Written exercise A:
In the excerpt on Rollback's opening chapters, what share of graduating college students in the May 2010 poll planned to move back in with their parents?

Document text:
+++

Some fun facts from Rollback’s opening chapter include:
A May 2010 poll found that an incredible 85% of graduating college students planned to move back in with their parents after graduation, facing an average of $23,000 in debt before they even start working.
Many states are ‘going bust;’ seven states likely to see their pension systems fail by 2020, and thirteen more by 2025.
Dozens of cities are contemplating bankruptcy.
Washington D.C. has seen demand for new homes rise faster than another other large American city, and it also has the highest median household income of any of the 25 largest metropolitan areas.
This last item is related to Wood’s opening quote about ‘the more corrupt the state, the more numerous its laws.’ Included along with the 50 states, Washington D.C. has by far the highest income per capita, and it also has by far the largest numbers of lawyers per capita. When you want to get cynical, one way to think about DC is as a factory full of lawyers and lobbyists, who make laws and programs enriching their clients and themselves at the expense of the rest of us.
In Chapter 2, Woods turns to Barack Obama and the “Change We Can Believe In,” finding not much change nor little to believe in, particularly in the new Administration’s health care programs. The chapter’s strongest and most interesting elements, however, deal with the stimulus programs for the weak economy, their pork-barrel origins, and their unseen costs that can actually retard recovery.

+++

Dataset rows:
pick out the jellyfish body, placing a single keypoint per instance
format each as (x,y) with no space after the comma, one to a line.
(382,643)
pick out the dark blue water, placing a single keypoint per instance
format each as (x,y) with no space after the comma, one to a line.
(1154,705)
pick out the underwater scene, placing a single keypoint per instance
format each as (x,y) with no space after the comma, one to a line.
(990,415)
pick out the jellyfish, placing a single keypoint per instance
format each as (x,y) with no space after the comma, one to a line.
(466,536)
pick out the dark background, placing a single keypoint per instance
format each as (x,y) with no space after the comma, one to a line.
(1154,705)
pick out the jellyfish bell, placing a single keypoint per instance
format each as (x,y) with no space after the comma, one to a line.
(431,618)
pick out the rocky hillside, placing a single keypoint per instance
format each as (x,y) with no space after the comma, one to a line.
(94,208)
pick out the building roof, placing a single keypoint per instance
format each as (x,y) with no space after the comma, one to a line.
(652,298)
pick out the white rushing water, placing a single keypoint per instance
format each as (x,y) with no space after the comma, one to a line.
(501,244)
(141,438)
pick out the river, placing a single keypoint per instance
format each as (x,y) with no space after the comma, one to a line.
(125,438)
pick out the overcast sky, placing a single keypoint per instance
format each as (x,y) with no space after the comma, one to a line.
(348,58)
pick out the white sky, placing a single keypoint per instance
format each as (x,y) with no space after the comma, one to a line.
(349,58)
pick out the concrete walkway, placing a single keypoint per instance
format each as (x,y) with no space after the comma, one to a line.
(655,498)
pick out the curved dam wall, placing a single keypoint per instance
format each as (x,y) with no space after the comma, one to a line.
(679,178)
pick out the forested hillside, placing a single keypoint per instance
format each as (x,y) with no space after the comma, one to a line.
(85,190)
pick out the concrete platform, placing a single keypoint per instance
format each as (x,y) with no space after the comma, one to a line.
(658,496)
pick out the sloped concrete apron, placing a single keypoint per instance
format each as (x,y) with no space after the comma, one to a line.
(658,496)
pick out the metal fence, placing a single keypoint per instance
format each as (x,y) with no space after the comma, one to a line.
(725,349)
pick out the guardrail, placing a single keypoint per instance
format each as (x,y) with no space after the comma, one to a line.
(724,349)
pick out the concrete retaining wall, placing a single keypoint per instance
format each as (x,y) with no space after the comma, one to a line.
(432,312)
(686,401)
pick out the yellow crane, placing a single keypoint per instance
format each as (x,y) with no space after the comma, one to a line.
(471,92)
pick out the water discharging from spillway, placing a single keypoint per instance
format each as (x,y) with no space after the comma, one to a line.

+++

Written exercise B:
Shift the point coordinates in the rows by adding 60 to every number in the answers. Reproduce the rows starting with the line containing "pick out the yellow" and going on through the end of the rows, with the request lines left unchanged.

Exercise answer A:
85%

Exercise answer B:
pick out the yellow crane, placing a single keypoint per instance
format each as (x,y) with no space after the comma, one to a line.
(531,152)
pick out the water discharging from spillway, placing a single keypoint per instance
format each as (x,y) with no space after the comma, one to a line.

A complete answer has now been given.